- [Set task]:
Would you write out the entries below, every one of them, exactly?

- [Supplied data]:
>> start

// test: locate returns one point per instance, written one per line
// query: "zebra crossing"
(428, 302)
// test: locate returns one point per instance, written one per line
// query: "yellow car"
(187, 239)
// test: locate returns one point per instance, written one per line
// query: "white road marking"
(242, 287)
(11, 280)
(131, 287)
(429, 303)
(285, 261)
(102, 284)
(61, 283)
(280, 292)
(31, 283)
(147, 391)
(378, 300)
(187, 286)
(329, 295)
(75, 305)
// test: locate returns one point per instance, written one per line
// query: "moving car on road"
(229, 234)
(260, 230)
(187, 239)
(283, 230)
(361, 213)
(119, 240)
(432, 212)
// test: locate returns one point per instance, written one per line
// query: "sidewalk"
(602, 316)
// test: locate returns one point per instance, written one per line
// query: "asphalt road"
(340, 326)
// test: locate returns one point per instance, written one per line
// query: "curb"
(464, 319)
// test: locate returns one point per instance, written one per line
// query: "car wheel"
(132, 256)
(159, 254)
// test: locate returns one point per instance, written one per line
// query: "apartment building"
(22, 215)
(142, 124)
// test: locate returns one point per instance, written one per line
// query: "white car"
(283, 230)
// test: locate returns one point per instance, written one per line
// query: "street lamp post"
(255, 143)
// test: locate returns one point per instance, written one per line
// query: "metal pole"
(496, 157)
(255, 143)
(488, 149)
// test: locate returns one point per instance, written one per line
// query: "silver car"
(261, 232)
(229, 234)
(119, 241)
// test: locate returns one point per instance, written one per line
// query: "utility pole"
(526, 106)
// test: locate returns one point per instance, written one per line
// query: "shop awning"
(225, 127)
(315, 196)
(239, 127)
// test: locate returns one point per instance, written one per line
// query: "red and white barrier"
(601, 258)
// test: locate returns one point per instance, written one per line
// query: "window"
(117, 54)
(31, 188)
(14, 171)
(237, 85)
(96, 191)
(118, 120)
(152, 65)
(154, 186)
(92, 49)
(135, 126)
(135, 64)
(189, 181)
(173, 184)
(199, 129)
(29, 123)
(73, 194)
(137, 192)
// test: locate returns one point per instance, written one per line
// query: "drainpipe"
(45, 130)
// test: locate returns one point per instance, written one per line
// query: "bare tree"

>> end

- [Output]:
// test: locate returns one point per instance, written one per line
// query: "zebra crossing"
(428, 302)
// test: locate returns one point per instance, written one per line
// query: "yellow car"
(187, 239)
// test: locate returns one point per instance, written one per line
// query: "white road marking"
(242, 287)
(11, 280)
(131, 287)
(429, 303)
(285, 261)
(102, 284)
(61, 283)
(280, 292)
(31, 283)
(147, 391)
(378, 300)
(187, 286)
(329, 295)
(75, 305)
// test: locate returns one point per instance, written one per line
// query: "moving car on road"
(229, 234)
(260, 230)
(187, 239)
(283, 230)
(361, 213)
(119, 240)
(432, 212)
// test: locate returns one point per instance, written one per line
// query: "sidewalk"
(602, 316)
// test: locate returns one point per instance, written one per line
// query: "asphalt road"
(340, 326)
// test: locate returns one point per instance, written one per line
// query: "curb"
(464, 319)
// test: locate returns one point per instance, written one per line
// query: "car wheel"
(132, 256)
(159, 254)
// test: locate returns one point per instance, written one per line
// query: "apartment building"
(22, 215)
(142, 124)
// test: locate returns one point per instance, written one per line
// query: "white car"
(283, 230)
// test: locate returns one point per instance, written one per line
// query: "street lamp post"
(255, 143)
// test: locate returns one point per instance, written one per line
// query: "metal pole"
(496, 157)
(255, 143)
(488, 149)
// test: locate returns one point per instance, written one per line
// query: "silver car"
(261, 232)
(229, 234)
(119, 241)
// test: locate returns one point per instance, written one per line
// query: "utility pole"
(526, 106)
// test: locate returns one point per instance, written one per line
// query: "shop awning"
(225, 127)
(315, 196)
(239, 127)
// test: locate returns one point per instance, written one per line
// query: "red and white barrier"
(601, 258)
// test: locate returns one point per instance, written one per line
// query: "window"
(117, 54)
(31, 188)
(14, 171)
(237, 85)
(96, 191)
(118, 120)
(152, 65)
(154, 186)
(92, 49)
(135, 126)
(135, 64)
(189, 181)
(173, 184)
(199, 129)
(29, 123)
(73, 194)
(137, 192)
// test: locate returns one point per instance, written one per line
// query: "drainpipe"
(45, 130)
// test: locate returns one point per instance, written one per line
// query: "bare tree"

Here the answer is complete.